GIVEN PROBLEM
Return each of the following items word for word, with nothing changed.
## START LISTING
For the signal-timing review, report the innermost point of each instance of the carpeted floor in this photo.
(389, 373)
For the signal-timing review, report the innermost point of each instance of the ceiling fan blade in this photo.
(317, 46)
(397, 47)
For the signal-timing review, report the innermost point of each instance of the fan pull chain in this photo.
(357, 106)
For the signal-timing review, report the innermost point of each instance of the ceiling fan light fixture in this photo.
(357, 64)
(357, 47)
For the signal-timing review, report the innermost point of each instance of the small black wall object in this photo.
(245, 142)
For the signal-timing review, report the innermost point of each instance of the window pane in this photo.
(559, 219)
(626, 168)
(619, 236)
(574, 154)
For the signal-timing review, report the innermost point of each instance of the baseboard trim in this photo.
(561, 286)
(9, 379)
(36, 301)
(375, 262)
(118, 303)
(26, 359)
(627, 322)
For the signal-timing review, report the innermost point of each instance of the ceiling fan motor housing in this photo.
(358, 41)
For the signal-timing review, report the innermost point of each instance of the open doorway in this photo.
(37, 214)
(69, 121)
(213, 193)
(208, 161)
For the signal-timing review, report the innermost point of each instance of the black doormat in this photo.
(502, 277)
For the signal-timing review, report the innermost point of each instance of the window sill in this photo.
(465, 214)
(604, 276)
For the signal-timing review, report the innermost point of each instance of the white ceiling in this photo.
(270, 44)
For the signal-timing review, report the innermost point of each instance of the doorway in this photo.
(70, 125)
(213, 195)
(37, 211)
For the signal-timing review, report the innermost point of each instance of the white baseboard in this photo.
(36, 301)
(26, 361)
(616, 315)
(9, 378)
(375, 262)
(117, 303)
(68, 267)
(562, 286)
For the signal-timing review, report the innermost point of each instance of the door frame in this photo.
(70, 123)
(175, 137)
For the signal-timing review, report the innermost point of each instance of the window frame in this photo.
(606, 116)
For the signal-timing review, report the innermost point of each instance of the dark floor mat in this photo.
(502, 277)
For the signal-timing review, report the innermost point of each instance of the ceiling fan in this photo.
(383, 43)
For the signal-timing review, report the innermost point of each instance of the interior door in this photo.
## END LISTING
TASK ANSWER
For the signal-timing review, report the innermost point of each instance of the carpeted floor in this photo.
(389, 373)
For the signal-timing review, report the innermost point of each instance of the ceiling fan blade in this photo.
(317, 46)
(397, 47)
For the signal-timing review, report the innermost point of each instance of the fan pull chain in this photo.
(357, 106)
For the signal-timing review, report the innermost point of each instance of the ceiling fan light fixture in this photo.
(357, 64)
(357, 47)
For the signal-timing review, report the innermost point of each instance of the small black wall object in this photo.
(245, 142)
For the signal-timing review, report the innermost point of each instance of the window pane in this photo.
(559, 219)
(626, 168)
(619, 236)
(574, 154)
For the signal-timing review, report the innermost point of each instance of the baseboard trim in this photo.
(561, 286)
(9, 379)
(36, 301)
(375, 262)
(118, 303)
(26, 359)
(627, 322)
For the signal-timing review, report the innermost point of each instance of the ceiling fan motor housing in this photo.
(358, 41)
For the signal-timing review, report the innermost point of each instance of the open doorway in this photo.
(37, 214)
(69, 121)
(213, 193)
(208, 161)
For the signal-timing review, report the innermost point of each instance of the black doormat in this photo.
(502, 277)
For the signal-timing review, report the innermost point of each instance of the window sill in this photo.
(465, 214)
(604, 276)
For the signal-timing review, report the innermost point of each instance of the white ceiling in this photo.
(270, 44)
For the signal-timing review, report the innermost point of each instance of the doorway in this photo.
(70, 125)
(213, 195)
(37, 211)
For the signal-timing review, report the innermost point of each instance of the white baseboard in this photo.
(36, 301)
(26, 361)
(616, 315)
(9, 378)
(375, 262)
(117, 303)
(68, 267)
(562, 286)
For the signal-timing review, report the innermost point of each instance of the door frame in this photo.
(70, 123)
(175, 137)
For the signal-timing review, report the innermost point of each instance of the window frame in this photo.
(606, 116)
For the signal-timing review, report the innermost point of each instance of the dark floor mat in this photo.
(502, 277)
For the signal-timing review, report the innermost point of each instance of the ceiling fan in this photo.
(383, 43)
For the signal-timing review, report the innermost point of each instance of the interior door in this photo.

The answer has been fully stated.